***** TEXT SHOWN
Friday, September 22, 2006

Jurors sentence convicted sex offender to death in North Dakota student's slaying

Dave Kolpack:

Alfonso Rodriguez Jr

Jurors on Friday sentenced a convicted sex offender to death for kidnapping and killing University of North Dakota student Dru Sjodin, whose body was found in a Minnesota ravine nearly five months after she disappeared.

It was North Dakota's first death penalty case in more than a century. The state does not have the death penalty but it is allowed in federal cases.

Alfonso Rodriguez Jr., 53, of Crookston, Minn., looked straight ahead and showed no emotion as the sentence was announced.

“We hope the need does not arise for another 100 years,” U.S. Attorney Drew Wrigley said. “The defendant's acts of the last three decades have brought us to this place at this time,” he said, referring to Rodriguez's earlier convictions for assaults on women going back to 1975.

“I know it wasn't an easy decision for the jurors,” Sjodin's mother, Linda Walker, said afterward, her voice shaking. “But Dru's voice was heard today.”
**********
***** RECORD EXCERPTS
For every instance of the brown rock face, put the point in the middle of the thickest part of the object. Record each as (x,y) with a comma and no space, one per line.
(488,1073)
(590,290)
**********
***** RECORD EXCERPTS
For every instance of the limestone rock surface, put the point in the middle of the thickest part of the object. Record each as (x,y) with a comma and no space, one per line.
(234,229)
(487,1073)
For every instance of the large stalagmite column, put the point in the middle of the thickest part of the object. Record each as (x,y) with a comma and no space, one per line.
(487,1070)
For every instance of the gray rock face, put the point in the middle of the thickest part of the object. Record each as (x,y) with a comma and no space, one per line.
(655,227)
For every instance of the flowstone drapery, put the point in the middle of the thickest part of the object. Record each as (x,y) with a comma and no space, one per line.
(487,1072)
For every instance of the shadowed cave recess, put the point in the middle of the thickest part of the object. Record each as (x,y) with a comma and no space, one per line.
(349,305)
**********
TASK STATEMENT: Continue the news report above on the death sentence for Alfonso Rodriguez Jr., starting after its final sentence.

RESULT FOR THIS EXERCISE:
The jury reached its decision after more than a day and a half of deliberations. The same federal jury convicted Rodriguez on Aug. 30 on a charge of kidnapping resulting in Sjodin's death.

Rodriguez's mother, Dolores, and sister, Ileanna Noyes, cried as the verdict was announced, as did a number of the jurors.

Sjodin, 22, of Pequot Lakes, Minn., disappeared from a Grand Forks shopping mall parking lot on Nov. 22, 2003, and her body was found the following April in a ravine near Crookston. Authorities said she was beaten, raped and stabbed.

Rodriguez, who got out of prison about six months before the killing, was charged under federal law because Sjodin was taken across state lines.

Sjodin's disappearance brought national attention and months of searches by students, National Guard members from Minnesota and North Dakota and others. It also led to tougher sex offender laws in the two states.

Defense attorney Richard Ney said he will first file a motion for a new trial and if that is denied, he will appeal.

“A life is worth saving, no matter who it is,” Ney said.

Earlier, in his statements to jurors, Wrigley said the death penalty would be the “right thing, in the right case.” He stood near her portrait and asked for justice.

Ney asked the jury for mercy after calling psychologists and Rodriguez's family to talk about his childhood of poverty, abuse and exposure to farm chemicals. Ney also said Rodriguez had been anxious about being released from prison after serving more than 20 years for assaults on three women in 1975 and 1980.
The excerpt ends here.